[[ Provided material, beginning ]]
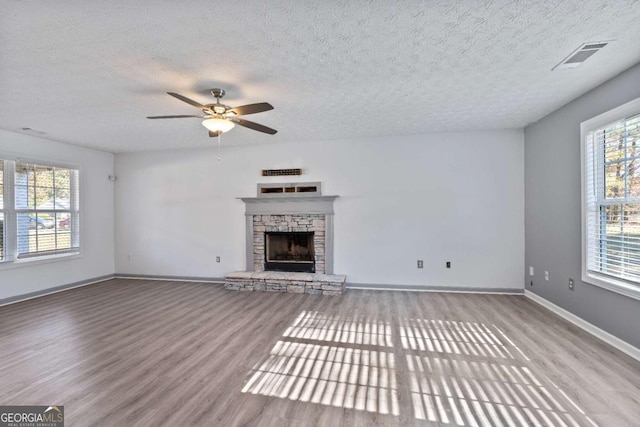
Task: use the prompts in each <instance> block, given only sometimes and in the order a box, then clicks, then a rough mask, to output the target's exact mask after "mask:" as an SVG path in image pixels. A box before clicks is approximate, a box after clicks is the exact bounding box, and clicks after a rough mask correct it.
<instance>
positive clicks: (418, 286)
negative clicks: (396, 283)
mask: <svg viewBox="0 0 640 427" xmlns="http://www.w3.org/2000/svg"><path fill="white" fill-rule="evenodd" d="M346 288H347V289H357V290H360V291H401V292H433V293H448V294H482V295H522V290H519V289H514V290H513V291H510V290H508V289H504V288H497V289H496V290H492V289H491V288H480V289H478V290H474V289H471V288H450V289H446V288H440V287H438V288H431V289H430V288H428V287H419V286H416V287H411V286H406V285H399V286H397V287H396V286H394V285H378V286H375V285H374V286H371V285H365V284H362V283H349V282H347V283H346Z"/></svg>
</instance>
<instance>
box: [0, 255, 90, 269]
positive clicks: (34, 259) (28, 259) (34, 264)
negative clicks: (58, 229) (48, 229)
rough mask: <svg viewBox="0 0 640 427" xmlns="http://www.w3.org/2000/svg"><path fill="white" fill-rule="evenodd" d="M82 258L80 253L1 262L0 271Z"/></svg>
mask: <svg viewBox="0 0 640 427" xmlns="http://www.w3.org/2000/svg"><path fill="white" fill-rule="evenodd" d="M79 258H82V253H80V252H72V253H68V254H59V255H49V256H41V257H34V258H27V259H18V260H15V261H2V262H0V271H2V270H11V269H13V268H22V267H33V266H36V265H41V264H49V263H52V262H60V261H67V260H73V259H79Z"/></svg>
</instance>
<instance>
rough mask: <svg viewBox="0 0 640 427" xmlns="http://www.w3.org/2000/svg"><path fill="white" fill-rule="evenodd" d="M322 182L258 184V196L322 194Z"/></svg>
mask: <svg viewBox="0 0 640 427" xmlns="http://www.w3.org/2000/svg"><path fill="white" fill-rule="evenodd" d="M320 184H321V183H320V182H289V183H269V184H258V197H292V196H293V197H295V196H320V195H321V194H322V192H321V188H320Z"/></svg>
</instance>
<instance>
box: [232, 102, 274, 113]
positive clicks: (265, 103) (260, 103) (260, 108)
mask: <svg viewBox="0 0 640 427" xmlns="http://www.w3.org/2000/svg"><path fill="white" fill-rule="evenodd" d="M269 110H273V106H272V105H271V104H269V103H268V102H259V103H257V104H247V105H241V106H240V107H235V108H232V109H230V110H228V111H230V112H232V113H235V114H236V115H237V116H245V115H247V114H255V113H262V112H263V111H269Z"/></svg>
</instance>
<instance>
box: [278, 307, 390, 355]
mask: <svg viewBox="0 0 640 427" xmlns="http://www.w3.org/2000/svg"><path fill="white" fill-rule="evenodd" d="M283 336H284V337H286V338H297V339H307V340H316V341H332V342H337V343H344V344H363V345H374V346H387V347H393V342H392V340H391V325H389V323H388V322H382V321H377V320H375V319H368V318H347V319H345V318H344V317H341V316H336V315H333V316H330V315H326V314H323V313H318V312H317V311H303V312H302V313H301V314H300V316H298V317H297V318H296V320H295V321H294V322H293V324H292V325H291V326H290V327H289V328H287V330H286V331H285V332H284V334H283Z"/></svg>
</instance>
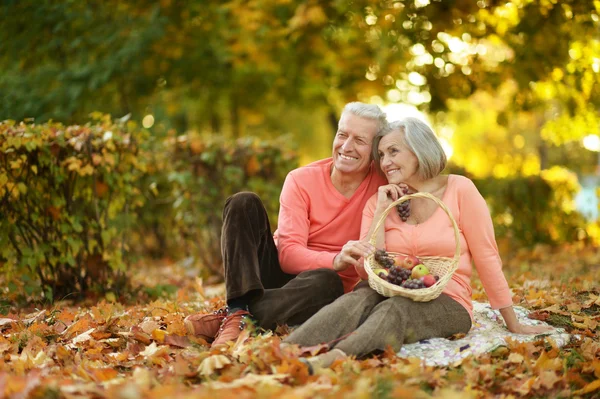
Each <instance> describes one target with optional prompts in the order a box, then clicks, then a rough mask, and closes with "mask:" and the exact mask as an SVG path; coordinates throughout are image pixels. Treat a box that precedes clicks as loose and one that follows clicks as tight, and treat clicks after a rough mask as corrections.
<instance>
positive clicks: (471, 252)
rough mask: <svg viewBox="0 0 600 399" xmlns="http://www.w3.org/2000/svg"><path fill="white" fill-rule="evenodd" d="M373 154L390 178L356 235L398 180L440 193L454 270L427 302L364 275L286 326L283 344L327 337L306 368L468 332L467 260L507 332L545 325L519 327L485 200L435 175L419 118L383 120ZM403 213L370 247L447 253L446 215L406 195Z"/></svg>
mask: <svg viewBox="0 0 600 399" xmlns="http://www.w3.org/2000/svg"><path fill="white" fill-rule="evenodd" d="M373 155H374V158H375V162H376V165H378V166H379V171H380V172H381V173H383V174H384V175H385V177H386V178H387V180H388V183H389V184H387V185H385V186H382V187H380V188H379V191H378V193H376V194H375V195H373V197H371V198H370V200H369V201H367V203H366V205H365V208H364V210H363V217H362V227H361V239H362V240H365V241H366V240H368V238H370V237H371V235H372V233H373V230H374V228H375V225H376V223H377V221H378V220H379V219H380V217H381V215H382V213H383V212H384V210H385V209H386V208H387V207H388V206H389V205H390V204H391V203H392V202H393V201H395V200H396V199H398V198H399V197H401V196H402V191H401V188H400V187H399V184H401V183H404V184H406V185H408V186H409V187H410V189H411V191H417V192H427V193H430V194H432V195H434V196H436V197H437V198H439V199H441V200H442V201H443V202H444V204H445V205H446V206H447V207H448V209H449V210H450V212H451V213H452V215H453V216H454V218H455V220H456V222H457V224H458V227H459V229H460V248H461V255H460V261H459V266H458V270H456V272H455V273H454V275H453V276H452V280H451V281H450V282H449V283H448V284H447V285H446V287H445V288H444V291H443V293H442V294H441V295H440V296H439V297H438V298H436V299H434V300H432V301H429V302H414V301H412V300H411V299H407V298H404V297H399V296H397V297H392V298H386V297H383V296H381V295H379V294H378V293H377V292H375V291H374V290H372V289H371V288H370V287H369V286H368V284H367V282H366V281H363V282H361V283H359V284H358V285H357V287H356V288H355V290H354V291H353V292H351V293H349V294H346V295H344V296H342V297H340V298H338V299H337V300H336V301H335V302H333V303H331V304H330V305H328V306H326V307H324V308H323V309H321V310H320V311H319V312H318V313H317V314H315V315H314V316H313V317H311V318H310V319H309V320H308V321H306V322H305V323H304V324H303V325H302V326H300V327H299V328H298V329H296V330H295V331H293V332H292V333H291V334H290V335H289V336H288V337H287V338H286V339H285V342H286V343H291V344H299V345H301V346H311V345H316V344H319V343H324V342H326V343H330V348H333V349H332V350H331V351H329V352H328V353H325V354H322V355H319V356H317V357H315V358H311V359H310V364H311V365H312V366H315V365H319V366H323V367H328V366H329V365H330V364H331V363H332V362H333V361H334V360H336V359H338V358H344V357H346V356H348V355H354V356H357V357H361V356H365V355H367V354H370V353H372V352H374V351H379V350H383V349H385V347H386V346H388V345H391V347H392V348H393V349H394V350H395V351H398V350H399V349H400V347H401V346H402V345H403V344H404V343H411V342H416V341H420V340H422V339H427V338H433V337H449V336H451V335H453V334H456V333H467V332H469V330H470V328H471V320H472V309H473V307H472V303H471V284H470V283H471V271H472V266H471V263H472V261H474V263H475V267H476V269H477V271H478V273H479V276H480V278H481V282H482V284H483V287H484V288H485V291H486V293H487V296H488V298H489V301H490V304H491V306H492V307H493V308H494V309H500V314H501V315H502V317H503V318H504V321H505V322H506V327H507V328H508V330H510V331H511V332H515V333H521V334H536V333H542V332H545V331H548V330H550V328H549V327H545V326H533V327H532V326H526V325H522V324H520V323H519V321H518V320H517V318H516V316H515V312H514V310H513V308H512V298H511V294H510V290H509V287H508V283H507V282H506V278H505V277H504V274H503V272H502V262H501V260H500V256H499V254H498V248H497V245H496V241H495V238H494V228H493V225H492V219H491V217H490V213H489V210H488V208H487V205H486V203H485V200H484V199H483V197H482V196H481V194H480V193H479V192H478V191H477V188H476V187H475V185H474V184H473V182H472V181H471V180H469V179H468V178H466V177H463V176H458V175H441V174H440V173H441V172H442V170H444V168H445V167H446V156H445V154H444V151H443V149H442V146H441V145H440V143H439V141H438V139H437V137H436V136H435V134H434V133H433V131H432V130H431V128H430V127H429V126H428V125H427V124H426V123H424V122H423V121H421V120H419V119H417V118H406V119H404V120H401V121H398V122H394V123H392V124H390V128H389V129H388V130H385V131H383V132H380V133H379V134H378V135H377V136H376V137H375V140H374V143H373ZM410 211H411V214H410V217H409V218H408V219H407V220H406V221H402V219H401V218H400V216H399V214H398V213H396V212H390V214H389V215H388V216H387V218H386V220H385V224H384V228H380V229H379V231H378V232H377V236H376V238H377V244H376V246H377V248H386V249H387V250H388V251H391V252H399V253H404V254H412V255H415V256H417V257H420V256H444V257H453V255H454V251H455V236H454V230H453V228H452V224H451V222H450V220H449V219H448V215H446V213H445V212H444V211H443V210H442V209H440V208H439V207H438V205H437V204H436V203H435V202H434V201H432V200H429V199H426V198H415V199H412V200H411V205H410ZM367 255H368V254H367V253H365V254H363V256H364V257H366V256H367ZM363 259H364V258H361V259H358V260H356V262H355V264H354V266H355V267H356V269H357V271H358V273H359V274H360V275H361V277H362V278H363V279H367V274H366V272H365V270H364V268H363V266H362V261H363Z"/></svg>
[[ Provided material, end ]]
Repeat everything from the start of the records down to the line containing "negative clicks: (396, 283)", including that line, leaving out the pictures.

__Result__:
Task: use the prompts in each <instance> block, given only sometimes and in the order a box, then clicks, then a rough mask, to output the target's exact mask after "mask:" as an SVG path in image pixels. A box before clicks is approximate, a box after clicks is the exact bounding box, and clicks after a rough mask correct it.
<instance>
positive clicks: (418, 286)
negative clicks: (396, 283)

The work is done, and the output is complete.